PASSAGE SHOWN:
::::

Head of sustainability for most operators is a relatively new job description, and Dr Nicholas Head who covers that role for XPO UK & Ireland has indeed only been doing the job for just over two years.

A glance at his CV shows he is not a dyed in the wool transport man. He has a doctorate in the circular economy (waste and materials flows) from Northampton University and one of his previous roles was co-founder of not-for-profit body the TTP Procurement Foundation, which describes itself as “transforming procurement’s ability to balance between financial and non-financial assets bringing profound social change”.

While XPO UK & Ireland’s goal is to achieve net zero carbon emissions by 2050, a sign in the entrance to the UK head office and 350,000sq ft DC at Crick proudly proclaims the site, which is the location for both the Head Office and Central Hub, is “certified carbon neutral”.

::::

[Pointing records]

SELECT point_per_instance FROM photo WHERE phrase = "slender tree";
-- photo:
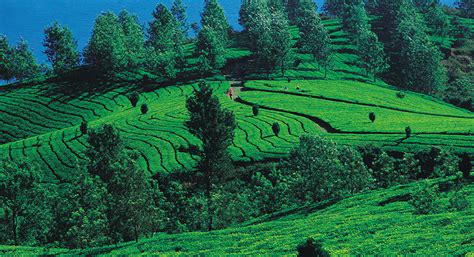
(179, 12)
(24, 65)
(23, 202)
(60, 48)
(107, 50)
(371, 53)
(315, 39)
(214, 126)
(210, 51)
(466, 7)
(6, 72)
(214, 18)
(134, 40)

::::

GOAL OF THE EXERCISE: Rewrite everything in the profile of XPO's head of sustainability from "Head of sustainability" down to "over two years.", putting "job title" in place of "job description".

SOLUTION:
Head of sustainability for most operators is a relatively new job title, and Dr Nicholas Head who covers that role for XPO UK & Ireland has indeed only been doing the job for just over two years.